• **Study questions**:
**a)** Answer these questions about the mailing-list message:
(i) Which mailing list is the message posted to?
(ii) At what row count did the gains for text occur?
(iii) By what factor was the 1M sized set sped up?
**b)** Transcribe the part of the mailing-list message that begins with "On 21.2.2015 19:57, Peter" and ends with "up 4x here.".

• **Document passage**:
============
Re: Abbreviated keys for Numeric

From: Tomas Vondra <tomas(dot)vondra(at)2ndquadrant(dot)com>
To: Peter Geoghegan <pg(at)heroku(dot)com>
Cc: Andrew Gierth <andrew(at)tao11(dot)riddles(dot)org(dot)uk>, Pg Hackers <pgsql-hackers(at)postgresql(dot)org>
Subject: Re: Abbreviated keys for Numeric
Date: 2015-02-21 20:07:13
Message-ID: 54E8E571.2030507@2ndquadrant.com
Views: Raw Message | Whole Thread | Download mbox | Resend email
Thread:
Lists: pgsql-hackers

On 21.2.2015 19:57, Peter Geoghegan wrote:
> On Fri, Feb 20, 2015 at 9:18 PM, Tomas Vondra
> <tomas(dot)vondra(at)2ndquadrant(dot)com> wrote:
>> The gains for text are also very nice, although in this case that only
>> happens for the smallest scale (1M rows), and for larger scales it's
>> actually slower than current master :-(
>
> That's odd. I have a hard time thinking of why the datum sort patch
> could be at fault, though. I bet the cost model of the text
> sortsupport routine is somehow hitting a snag on those larger sized
> sets. They should be just as accelerated, and probably more so, than
> your 1M sized set that was sped up 4x here.
============
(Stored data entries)
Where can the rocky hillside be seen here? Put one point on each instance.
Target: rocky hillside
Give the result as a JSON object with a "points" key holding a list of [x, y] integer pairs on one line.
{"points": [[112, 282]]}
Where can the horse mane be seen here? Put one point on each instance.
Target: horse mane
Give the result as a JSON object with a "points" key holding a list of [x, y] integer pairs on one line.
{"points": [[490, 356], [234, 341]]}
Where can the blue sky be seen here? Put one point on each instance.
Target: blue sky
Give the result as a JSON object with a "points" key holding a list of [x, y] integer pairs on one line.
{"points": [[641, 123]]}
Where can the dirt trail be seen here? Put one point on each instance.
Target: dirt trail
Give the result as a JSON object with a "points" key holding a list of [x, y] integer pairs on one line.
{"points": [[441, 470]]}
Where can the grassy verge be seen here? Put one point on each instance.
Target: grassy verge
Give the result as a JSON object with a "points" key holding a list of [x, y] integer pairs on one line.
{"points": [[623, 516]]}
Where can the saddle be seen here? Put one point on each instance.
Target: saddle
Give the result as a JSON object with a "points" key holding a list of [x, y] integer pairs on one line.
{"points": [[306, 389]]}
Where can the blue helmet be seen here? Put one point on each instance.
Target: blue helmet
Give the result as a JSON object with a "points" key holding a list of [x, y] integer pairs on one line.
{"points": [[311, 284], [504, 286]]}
============
• **Task-by-task answers**:
**a)**
(i) pgsql-hackers
(ii) 1M rows, the smallest scale
(iii) 4x

**b)**
On 21.2.2015 19:57, Peter Geoghegan wrote:
> On Fri, Feb 20, 2015 at 9:18 PM, Tomas Vondra
> <tomas(dot)vondra(at)2ndquadrant(dot)com> wrote:
>> The gains for text are also very nice, although in this case that only
>> happens for the smallest scale (1M rows), and for larger scales it's
>> actually slower than current master :-(
>
> That's odd. I have a hard time thinking of why the datum sort patch
> could be at fault, though. I bet the cost model of the text
> sortsupport routine is somehow hitting a snag on those larger sized
> sets. They should be just as accelerated, and probably more so, than
> your 1M sized set that was sped up 4x here.